### EXERCICES À RÉALISER
a – Recopiez la déclaration sur le désarmement depuis « Je voudrais adresser » jusqu'à « de votre tâche. » inclus.
b – À quelle date a eu lieu la séance plénière officielle où la déclaration sur le désarmement a été prononcée ?

===== TEXTE ÉTUDIÉ =====

Désarmement

Déclaration de S.E.M Idriss Jazaïry à la séance plénière officielle du 1er septembre 2011 de la Conférence du Désarmement

Conférence du Désarmement

Session 2011

 

Déclaration de Idriss Jazaïry

Ambassadeur, Représentant permanent

 

                                                                                                   Séance plénière officielle du 1er  septembre 2011

 

 

Monsieur le Président,

 

Je voudrais adresser à tous mes collègues musulmans, mes vœux sincères pour Eid El Fitr.

 

Permettez tout d’abord de vous réitérer Monsieur le Président Reyes Rodriguez mes félicitations pour votre accession à la présidence de la Conférence et de vous assurer du soutien de ma délégation et de sa disponibilité à vous aider dans l'accomplissement de votre tâche.

Je voudrais également rendre un grand hommage à votre prédécesseur S.E l’Ambassadeur de la République démocratique populaire de Corée pour la diligence qu’il a déployée en s’acquittant de son mandat.

===== INFORMATIONS FOURNIES =====

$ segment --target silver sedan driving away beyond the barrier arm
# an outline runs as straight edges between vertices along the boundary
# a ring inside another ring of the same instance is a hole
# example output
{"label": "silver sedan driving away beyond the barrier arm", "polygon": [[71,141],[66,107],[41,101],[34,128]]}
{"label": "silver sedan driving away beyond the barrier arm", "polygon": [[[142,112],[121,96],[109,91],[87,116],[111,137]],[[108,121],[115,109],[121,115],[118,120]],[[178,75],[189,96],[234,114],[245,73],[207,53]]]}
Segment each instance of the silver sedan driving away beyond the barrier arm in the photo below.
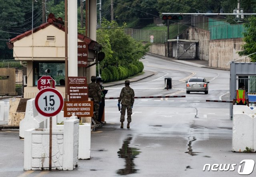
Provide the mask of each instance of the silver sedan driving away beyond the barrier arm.
{"label": "silver sedan driving away beyond the barrier arm", "polygon": [[208,94],[208,83],[204,77],[191,77],[186,81],[187,94],[190,92],[204,92]]}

=====

### RÉPONSES AUX EXERCICES
a –
Je voudrais adresser à tous mes collègues musulmans, mes vœux sincères pour Eid El Fitr.

 

Permettez tout d’abord de vous réitérer Monsieur le Président Reyes Rodriguez mes félicitations pour votre accession à la présidence de la Conférence et de vous assurer du soutien de ma délégation et de sa disponibilité à vous aider dans l'accomplissement de votre tâche.

b – Le 1er septembre 2011.